• _Written task_
Please repeat word for word the lines starting at the one that contains "Where can the white cardigan" and ending at the one that contains "pixel 571 416", both included.

• _Record excerpts_

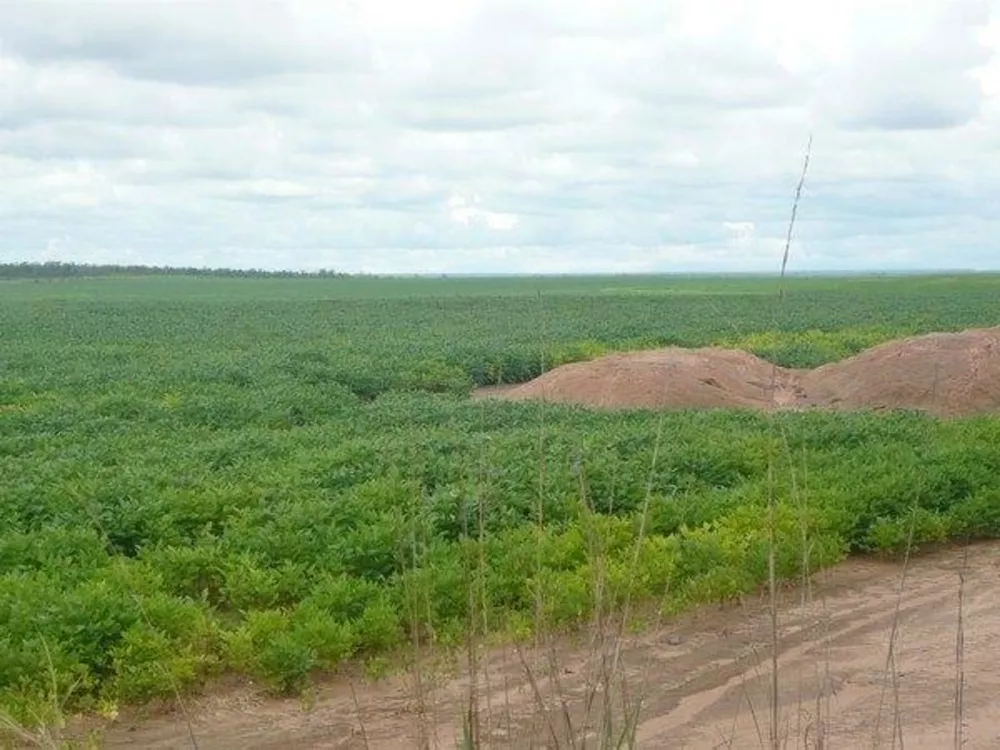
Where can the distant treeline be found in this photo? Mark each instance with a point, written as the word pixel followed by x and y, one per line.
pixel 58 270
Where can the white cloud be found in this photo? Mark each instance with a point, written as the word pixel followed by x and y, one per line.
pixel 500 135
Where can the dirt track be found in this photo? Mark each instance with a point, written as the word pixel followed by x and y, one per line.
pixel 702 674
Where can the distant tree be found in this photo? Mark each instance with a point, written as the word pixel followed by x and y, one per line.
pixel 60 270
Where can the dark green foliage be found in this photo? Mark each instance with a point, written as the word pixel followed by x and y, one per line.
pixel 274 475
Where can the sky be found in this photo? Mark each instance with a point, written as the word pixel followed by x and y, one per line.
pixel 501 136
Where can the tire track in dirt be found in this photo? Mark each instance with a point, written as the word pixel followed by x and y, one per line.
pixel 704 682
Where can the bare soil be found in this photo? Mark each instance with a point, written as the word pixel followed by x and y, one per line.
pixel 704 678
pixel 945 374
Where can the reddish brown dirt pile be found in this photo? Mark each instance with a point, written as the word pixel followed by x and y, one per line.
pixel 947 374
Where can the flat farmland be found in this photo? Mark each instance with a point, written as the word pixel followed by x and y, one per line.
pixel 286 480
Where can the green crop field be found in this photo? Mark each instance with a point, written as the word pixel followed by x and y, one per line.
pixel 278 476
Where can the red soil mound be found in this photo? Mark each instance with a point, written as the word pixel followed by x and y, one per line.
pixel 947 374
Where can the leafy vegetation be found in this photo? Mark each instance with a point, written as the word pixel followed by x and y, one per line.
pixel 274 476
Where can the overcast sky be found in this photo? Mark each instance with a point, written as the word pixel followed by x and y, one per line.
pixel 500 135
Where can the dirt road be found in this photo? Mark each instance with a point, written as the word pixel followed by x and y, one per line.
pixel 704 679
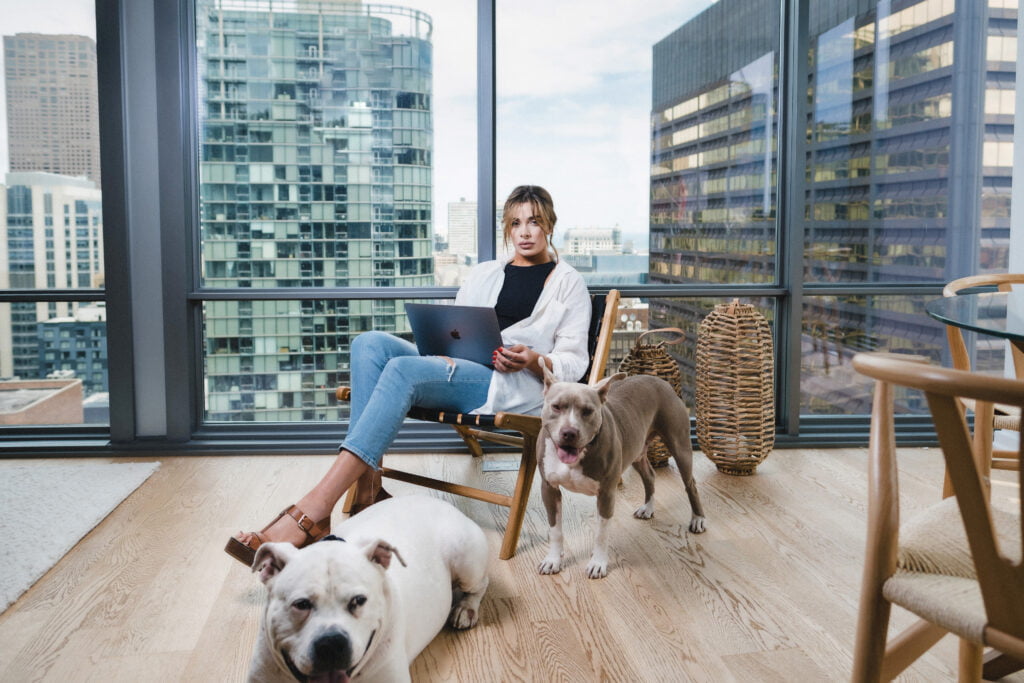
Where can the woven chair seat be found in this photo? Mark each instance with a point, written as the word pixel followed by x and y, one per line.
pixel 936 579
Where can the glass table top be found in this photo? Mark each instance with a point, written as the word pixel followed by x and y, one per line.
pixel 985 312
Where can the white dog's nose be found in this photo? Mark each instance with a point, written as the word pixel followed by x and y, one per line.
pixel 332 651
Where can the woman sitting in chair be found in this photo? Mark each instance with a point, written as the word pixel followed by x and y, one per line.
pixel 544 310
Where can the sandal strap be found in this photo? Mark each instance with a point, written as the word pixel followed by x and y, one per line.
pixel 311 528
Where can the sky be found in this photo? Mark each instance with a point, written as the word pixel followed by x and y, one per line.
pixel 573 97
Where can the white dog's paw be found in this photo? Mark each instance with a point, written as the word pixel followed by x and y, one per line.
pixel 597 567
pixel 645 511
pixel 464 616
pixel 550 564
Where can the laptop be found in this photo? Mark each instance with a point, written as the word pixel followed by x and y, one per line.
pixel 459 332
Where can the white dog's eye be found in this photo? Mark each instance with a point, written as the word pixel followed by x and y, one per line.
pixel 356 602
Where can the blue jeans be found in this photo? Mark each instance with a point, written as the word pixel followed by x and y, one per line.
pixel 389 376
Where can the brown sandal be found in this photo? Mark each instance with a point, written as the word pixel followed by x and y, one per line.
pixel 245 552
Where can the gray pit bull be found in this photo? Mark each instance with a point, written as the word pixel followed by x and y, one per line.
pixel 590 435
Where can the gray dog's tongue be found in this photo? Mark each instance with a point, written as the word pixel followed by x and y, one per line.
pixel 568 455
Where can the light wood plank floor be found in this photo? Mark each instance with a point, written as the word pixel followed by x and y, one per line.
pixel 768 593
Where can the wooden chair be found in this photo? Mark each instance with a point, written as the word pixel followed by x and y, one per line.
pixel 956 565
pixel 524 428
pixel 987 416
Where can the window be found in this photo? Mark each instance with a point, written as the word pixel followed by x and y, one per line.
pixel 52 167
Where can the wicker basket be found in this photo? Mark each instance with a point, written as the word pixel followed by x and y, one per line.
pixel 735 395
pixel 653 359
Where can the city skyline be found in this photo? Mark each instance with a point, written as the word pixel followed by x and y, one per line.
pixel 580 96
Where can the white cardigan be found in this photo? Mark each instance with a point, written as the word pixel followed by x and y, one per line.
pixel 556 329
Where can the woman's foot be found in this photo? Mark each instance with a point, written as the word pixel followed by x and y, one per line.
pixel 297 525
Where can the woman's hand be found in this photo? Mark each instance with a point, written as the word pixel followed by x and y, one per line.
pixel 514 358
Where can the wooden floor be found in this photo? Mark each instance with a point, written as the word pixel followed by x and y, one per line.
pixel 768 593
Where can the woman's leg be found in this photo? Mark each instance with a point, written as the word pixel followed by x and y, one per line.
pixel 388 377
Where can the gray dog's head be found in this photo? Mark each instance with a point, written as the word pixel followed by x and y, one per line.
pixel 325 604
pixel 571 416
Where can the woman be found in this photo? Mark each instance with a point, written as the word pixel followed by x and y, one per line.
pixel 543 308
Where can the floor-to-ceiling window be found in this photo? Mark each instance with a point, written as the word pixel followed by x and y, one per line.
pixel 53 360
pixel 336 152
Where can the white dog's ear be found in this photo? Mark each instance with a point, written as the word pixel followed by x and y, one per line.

• _Expected answer_
Where can the white cardigan be found in this photo? Mark each instance with a point, written as the word pixel followed by x and y, one per line.
pixel 556 329
Where can the woman's foot be found in this photo? Mark each instance with a point, written as the word pixel followed by x and y, one per line.
pixel 297 525
Where can the woman's hand be found in this photo? Mark each instance with a point, written as the word pixel followed by x and y, one per line.
pixel 514 358
Where can the wooden floor be found in this photo? Mark each instance with a point, written as the word pixel followed by x and y, one per line.
pixel 768 593
Where can the woman's leg be found in this photo? Mark each instance with a point, written as the word pixel followed by x and y, one per line.
pixel 388 377
Where can the gray dog's head be found in this photo? Mark each instance with a point, written as the word pixel followed by x and y, one per line.
pixel 325 604
pixel 571 416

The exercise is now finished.